- _LISTING_
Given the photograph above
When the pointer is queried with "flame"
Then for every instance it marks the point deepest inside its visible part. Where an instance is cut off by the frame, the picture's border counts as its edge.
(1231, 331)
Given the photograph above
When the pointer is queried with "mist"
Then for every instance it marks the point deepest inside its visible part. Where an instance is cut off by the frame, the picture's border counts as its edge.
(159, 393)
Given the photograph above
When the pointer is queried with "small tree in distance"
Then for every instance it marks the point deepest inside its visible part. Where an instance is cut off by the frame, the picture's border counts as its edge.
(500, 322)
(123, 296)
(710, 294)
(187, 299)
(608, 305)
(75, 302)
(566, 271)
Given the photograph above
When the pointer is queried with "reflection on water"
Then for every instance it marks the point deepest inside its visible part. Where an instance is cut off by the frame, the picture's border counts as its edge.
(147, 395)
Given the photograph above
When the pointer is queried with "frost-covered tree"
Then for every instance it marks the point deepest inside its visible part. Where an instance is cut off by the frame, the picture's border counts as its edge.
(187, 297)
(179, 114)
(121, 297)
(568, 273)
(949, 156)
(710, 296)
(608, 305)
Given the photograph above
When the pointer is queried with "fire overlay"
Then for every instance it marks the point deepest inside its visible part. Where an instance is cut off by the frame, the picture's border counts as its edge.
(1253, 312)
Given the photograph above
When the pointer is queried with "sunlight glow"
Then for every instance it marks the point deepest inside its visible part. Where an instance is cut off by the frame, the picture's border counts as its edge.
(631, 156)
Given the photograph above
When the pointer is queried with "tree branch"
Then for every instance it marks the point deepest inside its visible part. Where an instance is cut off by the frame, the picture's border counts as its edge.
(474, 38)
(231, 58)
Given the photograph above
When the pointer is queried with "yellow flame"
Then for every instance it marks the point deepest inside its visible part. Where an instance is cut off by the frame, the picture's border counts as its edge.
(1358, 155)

- _WHAT THE EXERCISE ASKS_
Lay out everything from the first line of the listing down to and including the line containing "(1231, 331)" as a Markdown table with a No. column holding the row number and a Text column holding the line, leaving out any blank lines.

- _RESPONSE TO THE TASK_
| No. | Text |
|---|---|
| 1 | Given the photograph above |
| 2 | When the pointer is queried with "flame" |
| 3 | Then for every instance it marks the point deepest inside its visible part. Where an instance is cut off by the frame, the picture's border counts as its edge. |
| 4 | (1231, 331) |